TASK DIRECTIONS - For this exercise, reproduce the entries below exactly, but only from the line containing "Each instance receives exactly one keypoint. Mark the human" through the line containing "Each instance receives exactly one keypoint. Mark the black", both included.

======== DATASET CONTENT ========

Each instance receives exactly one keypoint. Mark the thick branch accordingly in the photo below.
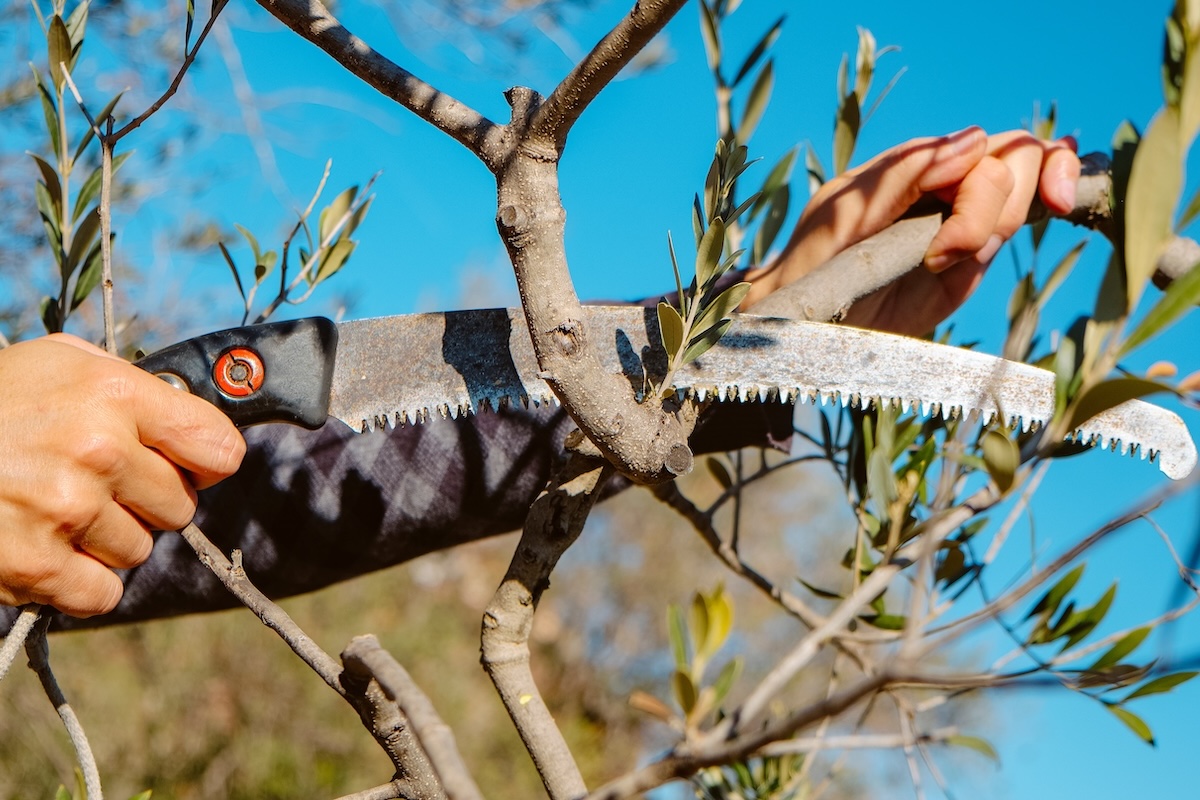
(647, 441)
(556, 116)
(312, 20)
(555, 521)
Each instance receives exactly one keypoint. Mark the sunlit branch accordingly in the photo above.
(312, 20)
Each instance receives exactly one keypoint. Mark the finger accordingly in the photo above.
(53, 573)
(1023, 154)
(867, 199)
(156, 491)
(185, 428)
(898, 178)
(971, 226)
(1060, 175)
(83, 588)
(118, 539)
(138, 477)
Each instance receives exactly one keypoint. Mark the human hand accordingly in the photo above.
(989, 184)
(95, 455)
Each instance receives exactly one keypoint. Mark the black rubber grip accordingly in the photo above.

========
======== DATASET CONTENT ========

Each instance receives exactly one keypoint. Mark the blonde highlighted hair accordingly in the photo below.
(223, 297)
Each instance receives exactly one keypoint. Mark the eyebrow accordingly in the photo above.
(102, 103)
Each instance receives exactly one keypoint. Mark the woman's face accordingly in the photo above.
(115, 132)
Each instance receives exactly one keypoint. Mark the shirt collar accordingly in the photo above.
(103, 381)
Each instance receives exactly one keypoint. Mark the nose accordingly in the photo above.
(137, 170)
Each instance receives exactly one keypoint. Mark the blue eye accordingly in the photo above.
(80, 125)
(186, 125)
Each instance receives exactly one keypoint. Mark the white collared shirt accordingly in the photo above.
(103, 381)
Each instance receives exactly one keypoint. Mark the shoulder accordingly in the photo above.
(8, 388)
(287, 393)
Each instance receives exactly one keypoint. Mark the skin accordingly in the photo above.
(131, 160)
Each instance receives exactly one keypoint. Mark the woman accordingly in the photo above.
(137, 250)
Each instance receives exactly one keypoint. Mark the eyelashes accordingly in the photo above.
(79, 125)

========
======== DATASET CONTENT ========

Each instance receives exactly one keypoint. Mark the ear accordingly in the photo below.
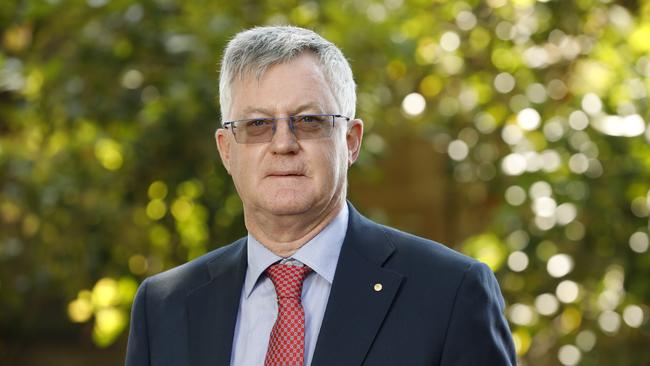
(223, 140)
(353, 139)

========

ANSWER TO THIS TASK -
Each instance receives exactly one keypoint. Mark the human hand accordingly in the photo above.
(989, 184)
(95, 455)
Each instance receives exactly one keypoint. Mark the black rubber grip accordingly in the photo above.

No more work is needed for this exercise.